↓↓↓
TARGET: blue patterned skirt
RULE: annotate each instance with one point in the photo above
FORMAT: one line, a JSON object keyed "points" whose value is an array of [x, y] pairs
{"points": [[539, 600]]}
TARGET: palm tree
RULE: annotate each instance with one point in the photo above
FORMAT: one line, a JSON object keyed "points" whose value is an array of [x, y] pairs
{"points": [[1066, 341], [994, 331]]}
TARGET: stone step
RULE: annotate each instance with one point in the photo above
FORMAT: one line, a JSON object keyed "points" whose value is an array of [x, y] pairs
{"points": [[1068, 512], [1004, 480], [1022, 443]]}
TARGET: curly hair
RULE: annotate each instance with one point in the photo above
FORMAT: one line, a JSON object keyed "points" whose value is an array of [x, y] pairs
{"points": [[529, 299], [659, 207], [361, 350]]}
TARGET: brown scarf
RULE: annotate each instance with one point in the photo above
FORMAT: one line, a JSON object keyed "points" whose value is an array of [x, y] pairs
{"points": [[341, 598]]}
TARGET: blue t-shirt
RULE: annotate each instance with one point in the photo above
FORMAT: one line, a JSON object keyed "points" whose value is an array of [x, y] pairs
↑↑↑
Beginning with the line that contains "TARGET: stone step", repeat every line through the end of the records and nothing more.

> EXPECTED OUTPUT:
TARGET: stone step
RULE: annotate each instance with one point in the photo above
FORMAT: one line, a JSON object keyed "points" whose value is an array of [x, y] pairs
{"points": [[1068, 512], [1004, 480], [1022, 443]]}
TARGET: curly hair
RULE: annotate each instance with one point in the photo above
FORMAT: one line, a JSON object keyed "points" whose value is an array of [x, y] pairs
{"points": [[529, 299], [659, 207], [361, 350]]}
TARGET: brown scarf
RULE: annotate each instance with one point in the photo above
FORMAT: one line, a JSON object keyed "points" whose value is an array of [x, y] pairs
{"points": [[341, 598]]}
TARGET: blue t-shirt
RULE: annotate each instance with one point in the photo above
FORMAT: one line, a JSON object keyed "points" whose value is an array of [x, y] pairs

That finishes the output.